#### [WHAT IS EXPECTED]
Print the material below verbatim, keeping every line unchanged.

#### [STORED DATA]
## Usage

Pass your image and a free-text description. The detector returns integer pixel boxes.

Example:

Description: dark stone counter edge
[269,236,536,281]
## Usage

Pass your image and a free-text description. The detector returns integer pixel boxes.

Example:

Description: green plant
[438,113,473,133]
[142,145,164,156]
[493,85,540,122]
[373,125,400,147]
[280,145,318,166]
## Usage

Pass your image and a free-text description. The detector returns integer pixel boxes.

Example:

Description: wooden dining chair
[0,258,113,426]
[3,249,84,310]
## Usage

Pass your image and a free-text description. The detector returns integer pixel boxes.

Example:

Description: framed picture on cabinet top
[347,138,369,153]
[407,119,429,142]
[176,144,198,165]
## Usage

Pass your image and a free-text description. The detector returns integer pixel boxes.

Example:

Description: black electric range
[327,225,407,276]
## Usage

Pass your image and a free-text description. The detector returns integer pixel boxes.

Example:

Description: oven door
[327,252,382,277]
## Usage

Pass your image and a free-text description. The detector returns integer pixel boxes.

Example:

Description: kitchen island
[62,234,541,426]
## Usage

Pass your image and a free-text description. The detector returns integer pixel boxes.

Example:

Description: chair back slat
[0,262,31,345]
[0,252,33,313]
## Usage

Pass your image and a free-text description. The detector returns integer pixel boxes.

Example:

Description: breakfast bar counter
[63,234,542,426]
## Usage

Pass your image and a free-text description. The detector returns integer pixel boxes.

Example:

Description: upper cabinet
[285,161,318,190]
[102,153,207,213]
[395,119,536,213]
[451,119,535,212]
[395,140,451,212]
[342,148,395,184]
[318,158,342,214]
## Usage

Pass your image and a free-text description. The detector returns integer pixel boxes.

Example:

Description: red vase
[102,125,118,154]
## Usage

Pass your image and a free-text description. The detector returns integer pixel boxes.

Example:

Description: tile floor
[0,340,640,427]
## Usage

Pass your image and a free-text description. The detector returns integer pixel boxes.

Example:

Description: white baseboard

#### [PROBLEM SOLUTION]
## Usage

Pass your image and a free-text description. The detector returns integer pixel boxes.

Example:

Description: dark stone counter edge
[269,236,536,281]
## Usage

Pass your image and a free-text description. The detector returns integer pixel boxes.

Example:

Description: green plant
[438,113,473,133]
[142,145,164,156]
[493,85,540,122]
[373,125,400,147]
[280,145,318,166]
## Usage

Pass your image and a free-text description. The detector returns integer pixel boxes.

Example:

Description: wooden dining chair
[0,258,113,426]
[3,249,84,310]
## Usage

Pass your image and a free-text description. The detector returns integer pixel boxes.

Example:

Description: framed picture on cabinet top
[347,138,369,153]
[407,119,429,142]
[176,144,198,165]
## Usage

Pass your image and a free-text description. The detector returns integer pixel boxes.

Example:

Description: black electric range
[327,225,407,276]
## Usage

Pass your image and a free-text description. The detector returns integer pixel boxes.

Example:

Description: oven door
[327,252,382,277]
## Usage

Pass your image and a free-text description. The detector returns integer pixel boxes.

Example:

Description: kitchen island
[62,234,541,426]
## Usage

Pass your image and a free-text description. The detector returns integer pixel boxes.

Example:

Description: chair back slat
[0,262,31,345]
[0,252,33,313]
## Usage

Pass your image and a free-text description. The detector returns integer pixel boxes.

Example:

Description: breakfast bar counter
[63,234,542,426]
## Usage

Pass your image and a free-text description. The detector returns integer pixel boxes.

Example:

Description: upper cabinet
[285,161,318,190]
[102,153,207,213]
[395,119,536,213]
[451,119,535,212]
[395,140,451,212]
[342,148,395,184]
[318,158,342,214]
## Usage

Pass your image and a free-text description. The detector returns integer pixel boxes.

Example:

Description: red vase
[102,125,118,154]
## Usage

Pass your image and a free-text description. The detector returns integer pixel boxes.

Example:

Description: tile floor
[0,340,640,427]
## Usage

Pass your image and a free-text description. The detector returns integer pixel boxes.

Example:

Description: white baseboard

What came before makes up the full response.